*** Kaynak metin ***

AMFP’de bir değil, iç içe geçmiş birkaç hikâye anlatılacak. Bunlardan bazıları şimdiki, bazılarıysa geçmiş zamana ait olacak. Bazıları tartışmasız bir biçimde gerçekleri konu alırken bazıları da belki de sadece birer hayal ürünü olacak. Oyunun geçtiği mekanlar ise önceki yapıma göre daha büyük ve daha geniş olacak. Hatta bazen açık arazilerde bile dolaşmamız gerekecek. Yapımın Viktorya Dönemi İngiltere’sinde yani simyanın sınırlarının keşfedildiği, vücutları doğrayarak anatominin araştırıldığı, büyünün kol gezdiği bir çağda geçecek olması da atmosferi körükleyen bir başka etmen.
Hatırlarsanız Dark Descent hakkında en çok konuşulan iki konu zamanının gerisindeki grafikleri ve başarılı fizik motoruydu. AMFP’de hâlâ aynı oyun motoru kullanıyor, fakat iyice geliştirilmiş ve cilalanmış bir versiyonunu. Yapımcıların dediğine (ve tanıtım videolarından anladığımıza) göre grafik anlamda öncüsünden çok daha iyi durumda olacak AMFP. Bu kez oyunda bir inventory ekranımız da bulunmayacak. Bu da karşımıza çıkan bilmeceleri, nesneleri birleştirmekten çok fizik motorunun nimetlerinden faydalanarak çözeceğimiz anlamına geliyor.

***

◆ **Görev 1**
AMFP hakkındaki metne göre oyun hangi dönemde ve hangi ülkede geçecek?
◆ **Görev 2**
Lütfen AMFP hakkındaki metinden "AMFP’de bir değil, iç" ifadesinden "bir başka etmen." ifadesine kadar olan kısmı birebir kopyalayın.
Yalnızca AMFP hakkındaki metne dayanın.

*** Verilen liste ***

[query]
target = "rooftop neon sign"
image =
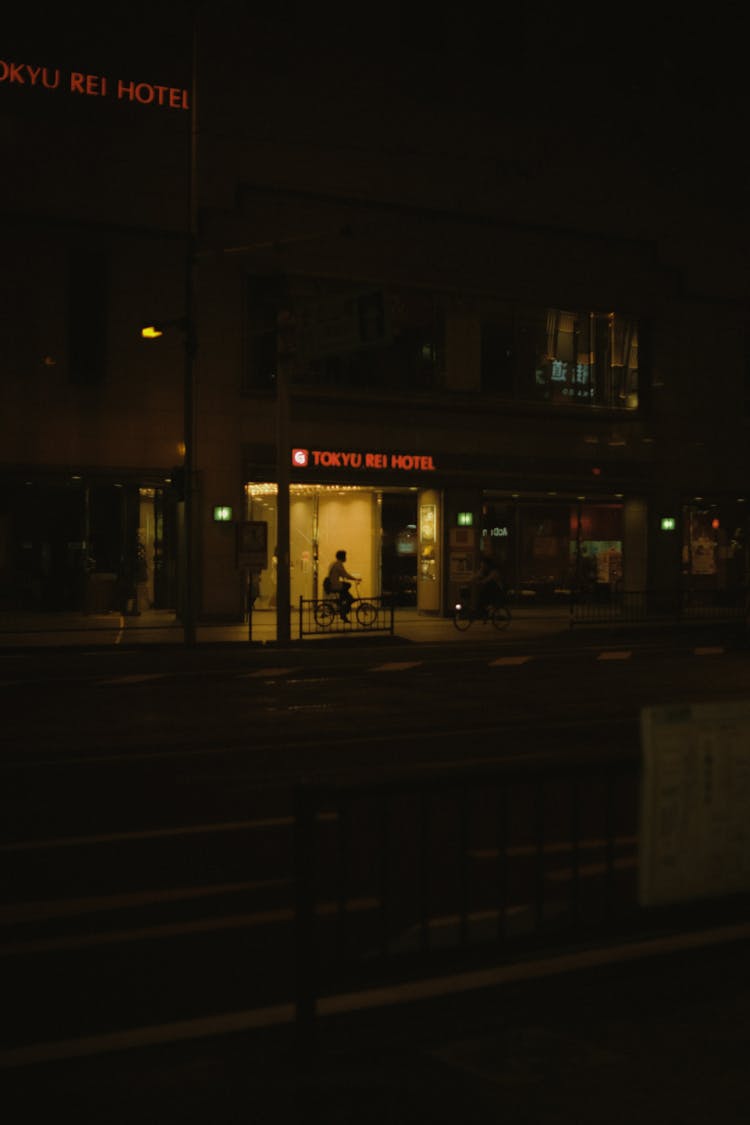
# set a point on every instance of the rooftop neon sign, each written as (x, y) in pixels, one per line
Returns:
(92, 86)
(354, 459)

***
*** Verilen liste ***

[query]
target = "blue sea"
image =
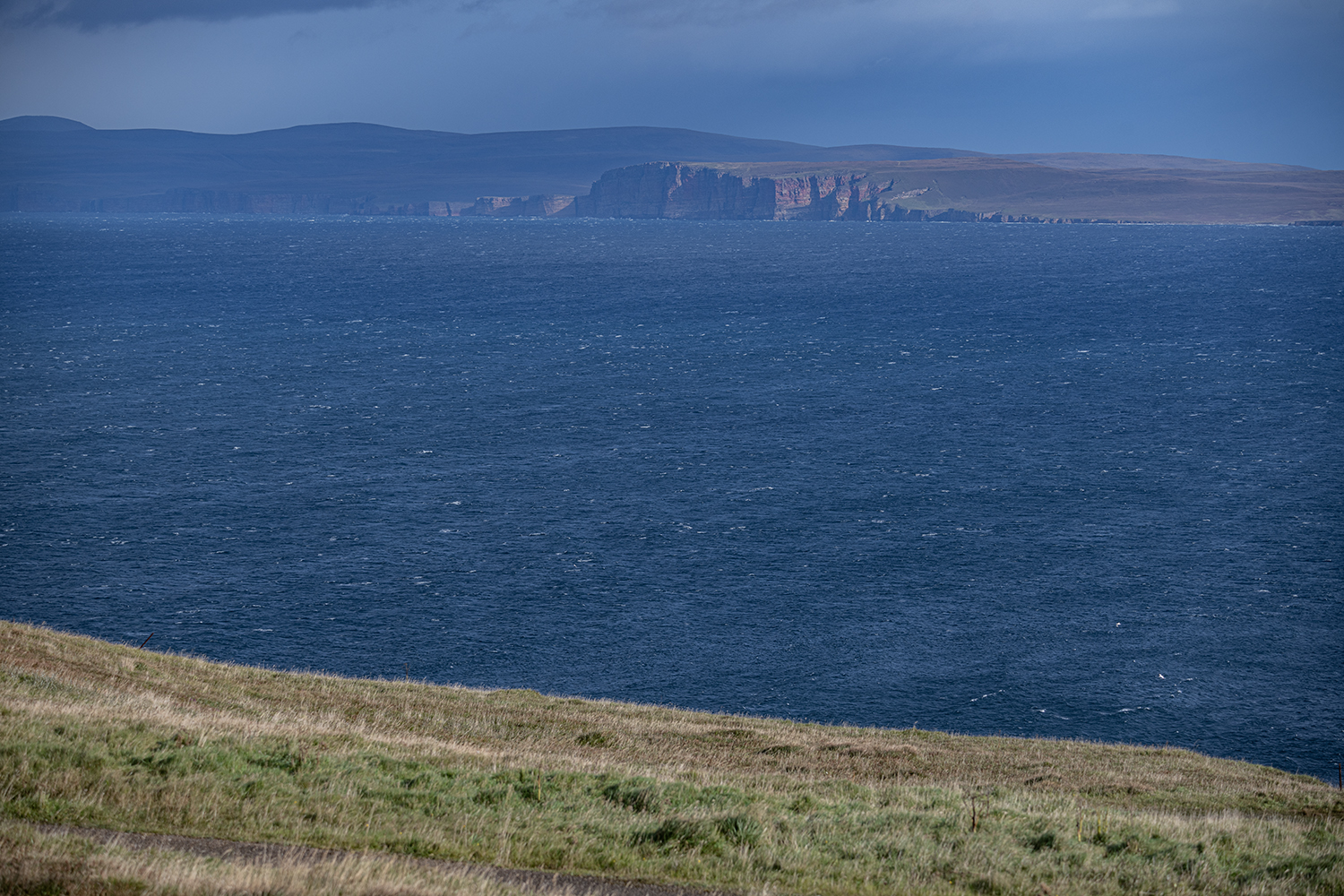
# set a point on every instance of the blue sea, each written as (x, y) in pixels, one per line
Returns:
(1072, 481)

***
*** Verilen liste ***

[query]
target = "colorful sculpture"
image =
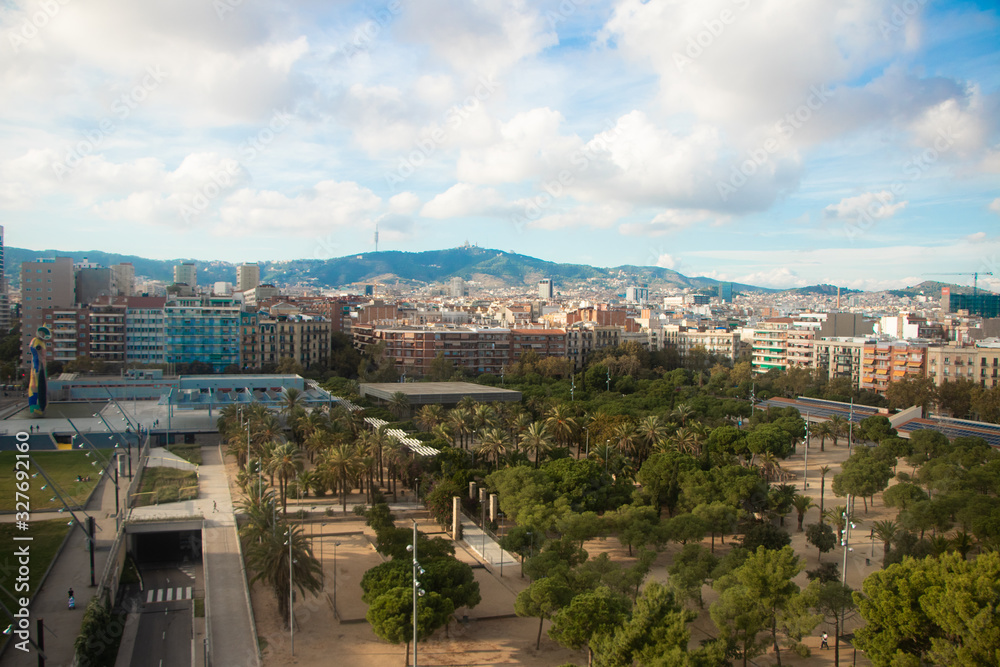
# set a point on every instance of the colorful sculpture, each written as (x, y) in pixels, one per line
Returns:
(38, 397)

***

◆ **Görev yanıtı 1**
Viktorya Dönemi İngiltere'sinde.

◆ **Görev yanıtı 2**
AMFP’de bir değil, iç içe geçmiş birkaç hikâye anlatılacak. Bunlardan bazıları şimdiki, bazılarıysa geçmiş zamana ait olacak. Bazıları tartışmasız bir biçimde gerçekleri konu alırken bazıları da belki de sadece birer hayal ürünü olacak. Oyunun geçtiği mekanlar ise önceki yapıma göre daha büyük ve daha geniş olacak. Hatta bazen açık arazilerde bile dolaşmamız gerekecek. Yapımın Viktorya Dönemi İngiltere’sinde yani simyanın sınırlarının keşfedildiği, vücutları doğrayarak anatominin araştırıldığı, büyünün kol gezdiği bir çağda geçecek olması da atmosferi körükleyen bir başka etmen.